-------- SELECTED TEXT

She sounds as if she needs more than a little counselling herself! Grin

AlpacaPicnic · 02/06/2016 07:49

I'm going to tell you to do something that I always wheel out on occasions where someone has to deal with an unbearably rude person in the hope that one day somebody does it!

Carry a small squirty bottle of water. Whenever she offers you unsolicited 'advice' or 'interpretations' just pull out the bottle, squirt her in the face and say NO in a firm, loud voice.

Basically, treat her like a naughty kitten.

MustStopAndThinkBeforePosting · 02/06/2016 07:52

AlpacaPicnic - best suggestion yet. Grin

MrFMercury · 02/06/2016 07:53

Congratulations on your new baby :)
I'm a psychotherapist. What she's doing is inappropriate full stop but doubly so if she is actually qualified and doing it 'professionally'. It doesn't matter if she's newly qualified or not, I wouldn't have got on to my course if I thought this sort of behaviour was ok. So either she's not qualified or she knows that she shouldn't behave in this manner.
If she does carry on ask her which professional body she is a member of because if she's qualified she will be a member of one. The most common is BACP but there are others. Tell her you will be making a complaint for unethical behaviour.

----------------
-------- RAW DATA

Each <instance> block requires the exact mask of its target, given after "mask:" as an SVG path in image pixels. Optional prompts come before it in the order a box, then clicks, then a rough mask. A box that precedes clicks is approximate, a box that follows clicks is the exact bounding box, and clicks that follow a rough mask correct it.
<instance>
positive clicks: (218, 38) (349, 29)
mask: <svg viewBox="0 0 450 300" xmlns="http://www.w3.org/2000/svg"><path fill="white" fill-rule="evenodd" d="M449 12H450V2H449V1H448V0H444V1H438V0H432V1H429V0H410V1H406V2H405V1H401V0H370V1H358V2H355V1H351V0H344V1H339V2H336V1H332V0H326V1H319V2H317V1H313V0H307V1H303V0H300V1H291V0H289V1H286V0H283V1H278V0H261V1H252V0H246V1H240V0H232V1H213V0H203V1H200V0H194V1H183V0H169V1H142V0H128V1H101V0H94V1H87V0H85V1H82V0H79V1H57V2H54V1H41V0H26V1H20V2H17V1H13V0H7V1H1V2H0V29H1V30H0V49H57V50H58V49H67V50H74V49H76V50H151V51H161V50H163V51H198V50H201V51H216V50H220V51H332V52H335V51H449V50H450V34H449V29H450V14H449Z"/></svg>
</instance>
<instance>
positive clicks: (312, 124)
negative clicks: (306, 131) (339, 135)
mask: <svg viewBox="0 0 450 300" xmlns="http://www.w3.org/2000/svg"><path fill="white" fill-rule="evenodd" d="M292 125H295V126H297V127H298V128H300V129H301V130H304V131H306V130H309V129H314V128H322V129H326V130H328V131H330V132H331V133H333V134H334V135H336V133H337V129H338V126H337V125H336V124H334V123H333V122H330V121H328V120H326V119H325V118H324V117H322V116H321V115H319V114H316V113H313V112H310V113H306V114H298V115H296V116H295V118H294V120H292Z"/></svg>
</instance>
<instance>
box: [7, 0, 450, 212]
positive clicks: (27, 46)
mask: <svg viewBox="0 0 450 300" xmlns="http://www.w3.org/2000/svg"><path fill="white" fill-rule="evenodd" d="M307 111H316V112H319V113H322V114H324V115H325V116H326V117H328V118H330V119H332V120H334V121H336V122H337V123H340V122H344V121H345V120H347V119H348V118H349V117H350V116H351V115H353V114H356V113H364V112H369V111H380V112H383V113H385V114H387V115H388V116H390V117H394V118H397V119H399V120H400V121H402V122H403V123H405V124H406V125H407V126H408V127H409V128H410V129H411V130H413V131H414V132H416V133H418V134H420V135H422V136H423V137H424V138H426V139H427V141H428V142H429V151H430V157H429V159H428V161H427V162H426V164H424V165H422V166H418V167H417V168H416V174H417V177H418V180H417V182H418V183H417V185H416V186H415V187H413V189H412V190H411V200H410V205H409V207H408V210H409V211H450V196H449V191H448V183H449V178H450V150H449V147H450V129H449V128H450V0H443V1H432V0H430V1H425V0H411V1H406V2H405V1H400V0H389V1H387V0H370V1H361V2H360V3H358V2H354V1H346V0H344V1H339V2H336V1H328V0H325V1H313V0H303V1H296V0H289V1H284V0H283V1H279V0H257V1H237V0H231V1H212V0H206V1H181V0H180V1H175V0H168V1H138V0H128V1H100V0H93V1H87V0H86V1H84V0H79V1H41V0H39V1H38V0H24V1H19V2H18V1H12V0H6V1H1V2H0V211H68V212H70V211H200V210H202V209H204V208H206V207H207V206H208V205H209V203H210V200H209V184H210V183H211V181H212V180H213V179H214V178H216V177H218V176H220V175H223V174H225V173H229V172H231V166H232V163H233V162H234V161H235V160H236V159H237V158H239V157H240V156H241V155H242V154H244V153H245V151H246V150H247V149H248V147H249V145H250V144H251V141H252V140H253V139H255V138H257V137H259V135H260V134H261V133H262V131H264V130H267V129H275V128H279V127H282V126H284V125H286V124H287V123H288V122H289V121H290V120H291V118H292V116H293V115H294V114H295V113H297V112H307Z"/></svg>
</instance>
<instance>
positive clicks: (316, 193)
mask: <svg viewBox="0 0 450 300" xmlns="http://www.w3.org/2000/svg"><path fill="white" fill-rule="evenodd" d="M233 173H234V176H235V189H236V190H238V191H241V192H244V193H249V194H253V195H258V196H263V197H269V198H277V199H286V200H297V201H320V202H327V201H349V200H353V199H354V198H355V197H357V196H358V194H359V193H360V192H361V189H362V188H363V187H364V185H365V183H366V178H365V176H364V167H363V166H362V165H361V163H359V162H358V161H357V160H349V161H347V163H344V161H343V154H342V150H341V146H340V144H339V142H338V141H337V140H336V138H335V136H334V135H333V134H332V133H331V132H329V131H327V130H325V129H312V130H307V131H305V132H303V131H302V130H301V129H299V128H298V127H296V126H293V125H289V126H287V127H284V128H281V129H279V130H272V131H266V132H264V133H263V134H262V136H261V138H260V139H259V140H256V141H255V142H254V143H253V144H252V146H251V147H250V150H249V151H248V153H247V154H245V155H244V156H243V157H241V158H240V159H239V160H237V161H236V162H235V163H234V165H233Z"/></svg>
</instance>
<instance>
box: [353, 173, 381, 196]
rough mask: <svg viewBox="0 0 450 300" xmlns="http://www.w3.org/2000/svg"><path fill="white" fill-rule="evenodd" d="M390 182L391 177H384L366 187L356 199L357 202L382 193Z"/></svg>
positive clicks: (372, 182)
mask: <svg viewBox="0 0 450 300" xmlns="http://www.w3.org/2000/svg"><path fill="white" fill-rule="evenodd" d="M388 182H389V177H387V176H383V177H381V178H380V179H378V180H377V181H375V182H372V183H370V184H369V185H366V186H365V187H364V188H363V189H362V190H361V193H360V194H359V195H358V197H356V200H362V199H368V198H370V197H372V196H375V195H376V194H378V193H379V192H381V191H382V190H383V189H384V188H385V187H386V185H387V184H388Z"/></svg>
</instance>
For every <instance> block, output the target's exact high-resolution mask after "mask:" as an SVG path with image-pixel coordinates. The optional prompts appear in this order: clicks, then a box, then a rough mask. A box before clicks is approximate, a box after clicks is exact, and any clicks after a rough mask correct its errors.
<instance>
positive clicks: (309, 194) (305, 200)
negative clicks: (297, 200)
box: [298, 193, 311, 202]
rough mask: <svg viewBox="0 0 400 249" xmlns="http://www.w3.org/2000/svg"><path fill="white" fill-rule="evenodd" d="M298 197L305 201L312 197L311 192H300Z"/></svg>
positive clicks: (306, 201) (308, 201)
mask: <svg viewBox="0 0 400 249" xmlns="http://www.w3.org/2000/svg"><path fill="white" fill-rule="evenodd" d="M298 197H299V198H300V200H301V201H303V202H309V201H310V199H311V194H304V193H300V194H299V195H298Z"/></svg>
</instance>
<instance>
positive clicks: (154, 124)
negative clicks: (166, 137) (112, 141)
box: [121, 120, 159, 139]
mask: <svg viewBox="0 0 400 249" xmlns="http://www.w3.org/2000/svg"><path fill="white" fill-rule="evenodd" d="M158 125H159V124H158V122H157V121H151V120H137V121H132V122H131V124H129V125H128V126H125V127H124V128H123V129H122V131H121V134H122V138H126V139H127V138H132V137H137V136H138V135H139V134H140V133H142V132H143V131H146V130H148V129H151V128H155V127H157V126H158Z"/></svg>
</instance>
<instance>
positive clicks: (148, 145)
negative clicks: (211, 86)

----------------

## [PROBLEM SET]
a - Summarize the forum thread in two sentences.
b - According to the forum thread, which professional body is the most common?

## [EXERCISE ANSWERS]
a - One poster suggests carrying a small squirty bottle of water and, whenever the rude woman offers unsolicited advice, squirting her in the face and saying no firmly, treating her like a naughty kitten, and another poster calls this the best suggestion yet. A poster who is a psychotherapist says her behavior is inappropriate, doubly so if she is qualified, and advises asking which professional body she belongs to and telling her a complaint will be made for unethical behavior.

b - BACP